Exercise directions: Pick out each line in the data below that contains the string "scala", treating uppercase and lowercase as different.

Given data:
begin

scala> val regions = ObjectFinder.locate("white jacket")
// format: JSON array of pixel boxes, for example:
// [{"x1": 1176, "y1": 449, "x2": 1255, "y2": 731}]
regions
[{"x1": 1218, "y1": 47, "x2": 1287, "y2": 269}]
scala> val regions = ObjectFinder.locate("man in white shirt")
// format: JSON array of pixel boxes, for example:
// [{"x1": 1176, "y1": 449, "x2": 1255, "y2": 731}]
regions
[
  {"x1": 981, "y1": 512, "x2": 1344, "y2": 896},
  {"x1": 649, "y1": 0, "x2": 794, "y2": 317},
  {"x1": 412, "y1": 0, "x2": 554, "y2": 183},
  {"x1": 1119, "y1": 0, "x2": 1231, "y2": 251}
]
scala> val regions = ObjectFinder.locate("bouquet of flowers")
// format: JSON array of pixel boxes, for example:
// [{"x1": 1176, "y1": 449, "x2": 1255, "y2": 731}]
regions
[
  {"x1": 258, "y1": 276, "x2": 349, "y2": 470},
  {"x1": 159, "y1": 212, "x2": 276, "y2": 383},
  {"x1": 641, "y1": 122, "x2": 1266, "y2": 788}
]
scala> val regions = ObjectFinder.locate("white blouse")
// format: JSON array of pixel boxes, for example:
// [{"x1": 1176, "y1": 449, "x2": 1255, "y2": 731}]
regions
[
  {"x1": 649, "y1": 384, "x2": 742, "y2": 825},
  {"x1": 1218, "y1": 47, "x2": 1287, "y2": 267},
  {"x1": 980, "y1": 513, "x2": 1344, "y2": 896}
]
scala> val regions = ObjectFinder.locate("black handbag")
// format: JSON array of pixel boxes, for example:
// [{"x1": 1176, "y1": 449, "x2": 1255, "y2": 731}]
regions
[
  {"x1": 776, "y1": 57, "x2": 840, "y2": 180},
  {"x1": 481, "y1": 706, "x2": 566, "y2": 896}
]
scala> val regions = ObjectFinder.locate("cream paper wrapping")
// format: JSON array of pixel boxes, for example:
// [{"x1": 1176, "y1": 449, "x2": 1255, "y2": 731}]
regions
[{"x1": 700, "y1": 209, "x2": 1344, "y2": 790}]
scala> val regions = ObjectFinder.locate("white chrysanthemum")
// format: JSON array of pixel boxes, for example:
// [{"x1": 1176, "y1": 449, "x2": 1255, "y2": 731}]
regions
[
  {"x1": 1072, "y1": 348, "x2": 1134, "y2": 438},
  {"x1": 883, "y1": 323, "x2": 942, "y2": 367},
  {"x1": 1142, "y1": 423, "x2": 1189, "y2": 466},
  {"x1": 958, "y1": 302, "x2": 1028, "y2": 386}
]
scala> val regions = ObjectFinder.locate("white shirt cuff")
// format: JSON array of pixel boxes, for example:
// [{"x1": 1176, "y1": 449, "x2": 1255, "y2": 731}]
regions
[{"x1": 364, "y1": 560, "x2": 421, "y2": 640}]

end

Problem solution:
scala> val regions = ObjectFinder.locate("white jacket")
scala> val regions = ObjectFinder.locate("man in white shirt")
scala> val regions = ObjectFinder.locate("bouquet of flowers")
scala> val regions = ObjectFinder.locate("white blouse")
scala> val regions = ObjectFinder.locate("black handbag")
scala> val regions = ObjectFinder.locate("cream paper wrapping")
scala> val regions = ObjectFinder.locate("white chrysanthemum")
scala> val regions = ObjectFinder.locate("white shirt cuff")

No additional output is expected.